[Natural-language object grounding data]
+ + +

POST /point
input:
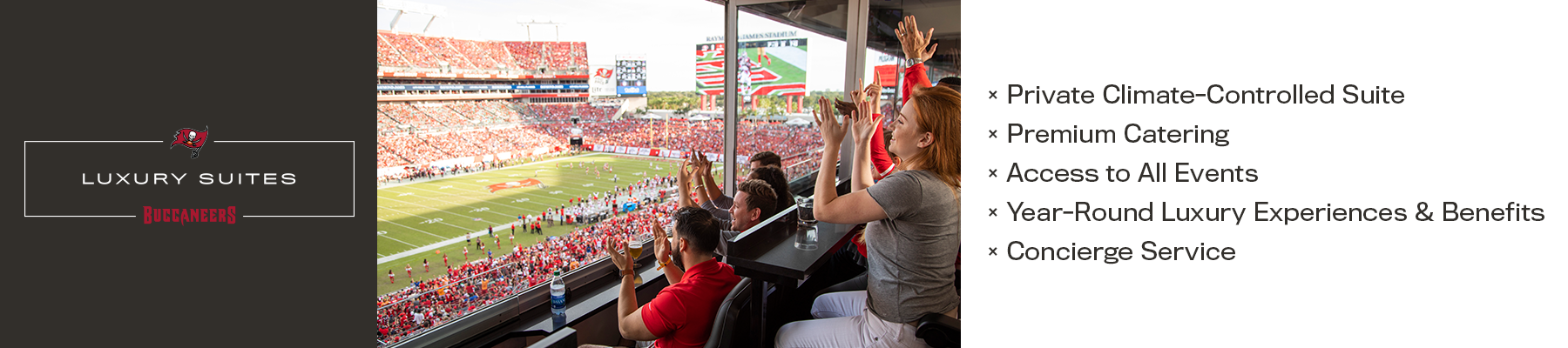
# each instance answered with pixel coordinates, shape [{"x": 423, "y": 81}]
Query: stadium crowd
[
  {"x": 795, "y": 144},
  {"x": 564, "y": 111},
  {"x": 416, "y": 50},
  {"x": 490, "y": 278}
]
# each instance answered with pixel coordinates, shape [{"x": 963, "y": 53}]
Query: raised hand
[
  {"x": 621, "y": 261},
  {"x": 831, "y": 130},
  {"x": 660, "y": 244},
  {"x": 915, "y": 41}
]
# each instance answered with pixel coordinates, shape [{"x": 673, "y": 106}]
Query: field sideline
[{"x": 436, "y": 212}]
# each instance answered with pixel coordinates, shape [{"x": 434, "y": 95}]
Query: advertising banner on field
[{"x": 768, "y": 64}]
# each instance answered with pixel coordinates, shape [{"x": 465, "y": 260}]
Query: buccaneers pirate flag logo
[{"x": 192, "y": 140}]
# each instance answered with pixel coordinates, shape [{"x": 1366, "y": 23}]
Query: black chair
[
  {"x": 728, "y": 312},
  {"x": 938, "y": 330}
]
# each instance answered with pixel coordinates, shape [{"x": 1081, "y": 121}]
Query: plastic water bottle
[{"x": 557, "y": 295}]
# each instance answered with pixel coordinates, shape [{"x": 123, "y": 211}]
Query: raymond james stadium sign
[{"x": 758, "y": 37}]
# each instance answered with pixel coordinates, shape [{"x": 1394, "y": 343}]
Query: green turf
[{"x": 407, "y": 215}]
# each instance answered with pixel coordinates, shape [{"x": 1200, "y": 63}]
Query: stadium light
[
  {"x": 413, "y": 7},
  {"x": 531, "y": 23}
]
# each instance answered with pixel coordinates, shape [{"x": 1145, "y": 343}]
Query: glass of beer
[
  {"x": 634, "y": 250},
  {"x": 807, "y": 234}
]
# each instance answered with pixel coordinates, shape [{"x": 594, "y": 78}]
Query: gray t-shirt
[{"x": 911, "y": 252}]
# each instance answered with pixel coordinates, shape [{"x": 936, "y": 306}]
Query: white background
[{"x": 1482, "y": 126}]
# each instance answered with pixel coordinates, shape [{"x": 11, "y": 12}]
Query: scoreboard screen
[{"x": 631, "y": 76}]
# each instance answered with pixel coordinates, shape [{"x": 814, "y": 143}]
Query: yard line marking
[
  {"x": 446, "y": 212},
  {"x": 423, "y": 217},
  {"x": 462, "y": 197},
  {"x": 400, "y": 242},
  {"x": 392, "y": 185},
  {"x": 438, "y": 237},
  {"x": 488, "y": 199}
]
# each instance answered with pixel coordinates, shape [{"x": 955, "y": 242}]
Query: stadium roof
[{"x": 828, "y": 17}]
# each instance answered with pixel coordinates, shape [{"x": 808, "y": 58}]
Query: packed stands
[
  {"x": 413, "y": 50},
  {"x": 443, "y": 115},
  {"x": 386, "y": 54},
  {"x": 564, "y": 111},
  {"x": 797, "y": 144},
  {"x": 417, "y": 50},
  {"x": 470, "y": 285}
]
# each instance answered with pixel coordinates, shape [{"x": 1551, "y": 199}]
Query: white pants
[{"x": 844, "y": 320}]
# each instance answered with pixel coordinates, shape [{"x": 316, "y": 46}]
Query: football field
[{"x": 417, "y": 220}]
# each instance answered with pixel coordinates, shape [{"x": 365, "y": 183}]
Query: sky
[{"x": 666, "y": 31}]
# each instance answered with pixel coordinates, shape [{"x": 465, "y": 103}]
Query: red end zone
[{"x": 504, "y": 185}]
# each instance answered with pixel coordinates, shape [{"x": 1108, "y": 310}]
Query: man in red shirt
[{"x": 682, "y": 312}]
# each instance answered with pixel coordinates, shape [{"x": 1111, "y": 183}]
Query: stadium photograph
[{"x": 576, "y": 174}]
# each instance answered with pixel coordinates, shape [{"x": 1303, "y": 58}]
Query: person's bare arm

+ + +

[Your assignment]:
Each entry should be output word for word, with no pictures carried over.

[Exercise response]:
POST /point
input:
# each instance answered with pixel coordinates, shape [{"x": 423, "y": 81}]
Query: stadium crowd
[
  {"x": 795, "y": 144},
  {"x": 564, "y": 111},
  {"x": 416, "y": 50},
  {"x": 490, "y": 278}
]
# each instance answered with pixel coordinates, shape [{"x": 963, "y": 53}]
Query: raised hand
[
  {"x": 621, "y": 261},
  {"x": 831, "y": 130},
  {"x": 660, "y": 244},
  {"x": 915, "y": 41}
]
# each instance answered with pixel coordinates, shape [{"x": 673, "y": 106}]
Query: field sideline
[{"x": 436, "y": 212}]
# each instance answered with pixel coordinates, shape [{"x": 434, "y": 95}]
Query: advertising banner on field
[{"x": 768, "y": 64}]
# each instance answered with pixel coordinates, shape [{"x": 465, "y": 260}]
Query: buccaneers pirate flag logo
[{"x": 192, "y": 140}]
# each instance answered with pixel coordinates, shape [{"x": 1366, "y": 23}]
Query: black chair
[
  {"x": 728, "y": 312},
  {"x": 938, "y": 330}
]
# each instance answered with pixel coordinates, shape [{"x": 1081, "y": 121}]
Query: plastic water bottle
[{"x": 557, "y": 295}]
# each instance answered with pixel coordinates, shape [{"x": 123, "y": 211}]
Query: raymond james stadium sign
[{"x": 758, "y": 37}]
# each instance answered with pixel coordinates, shape [{"x": 1394, "y": 343}]
Query: green turf
[{"x": 407, "y": 215}]
# each instance answered with pixel coordinates, shape [{"x": 1200, "y": 63}]
Query: stadium light
[
  {"x": 413, "y": 7},
  {"x": 531, "y": 23}
]
# each instance answered with pixel coordinates, shape [{"x": 1145, "y": 343}]
Query: glass of beer
[
  {"x": 634, "y": 250},
  {"x": 807, "y": 234}
]
# each instance answered with pixel coordinates, shape [{"x": 594, "y": 78}]
Query: gray t-shirt
[{"x": 911, "y": 252}]
# each instance answered with pixel coordinates, shape [{"x": 936, "y": 306}]
Query: white background
[{"x": 1482, "y": 126}]
# each instance answered with pixel coordinates, shape [{"x": 11, "y": 12}]
Query: scoreboard screen
[{"x": 631, "y": 76}]
# each instance answered with pixel coordinates, shape [{"x": 814, "y": 143}]
Query: yard line marking
[
  {"x": 446, "y": 212},
  {"x": 423, "y": 217},
  {"x": 462, "y": 197},
  {"x": 400, "y": 242},
  {"x": 392, "y": 185},
  {"x": 438, "y": 237},
  {"x": 488, "y": 199}
]
# each instance answered with pixel coordinates, shape [{"x": 955, "y": 242}]
Query: stadium roof
[{"x": 828, "y": 17}]
# each instance answered with pixel coordinates, shape [{"x": 808, "y": 58}]
Query: packed stands
[
  {"x": 413, "y": 50},
  {"x": 443, "y": 115},
  {"x": 386, "y": 54},
  {"x": 564, "y": 111},
  {"x": 797, "y": 144},
  {"x": 417, "y": 50},
  {"x": 470, "y": 285}
]
# each instance answered with pixel coordinates, shape [{"x": 1551, "y": 199}]
Query: white pants
[{"x": 844, "y": 320}]
# each instance answered with pixel coordinates, shape [{"x": 316, "y": 46}]
Query: football field
[{"x": 417, "y": 220}]
# each instance answered with pixel coordinates, shape [{"x": 365, "y": 183}]
Query: sky
[{"x": 666, "y": 31}]
# each instance answered with pixel coordinates, shape [{"x": 465, "y": 103}]
Query: red end zone
[{"x": 504, "y": 185}]
# each instance answered with pixel coordinates, shape [{"x": 1108, "y": 310}]
Query: man in red shirt
[{"x": 682, "y": 312}]
# each instance answered with pixel coordinates, shape [{"x": 1111, "y": 183}]
Query: stadium photograph
[{"x": 576, "y": 174}]
# each instance answered with pixel coordinates, shape [{"x": 1303, "y": 58}]
Query: person's bare arm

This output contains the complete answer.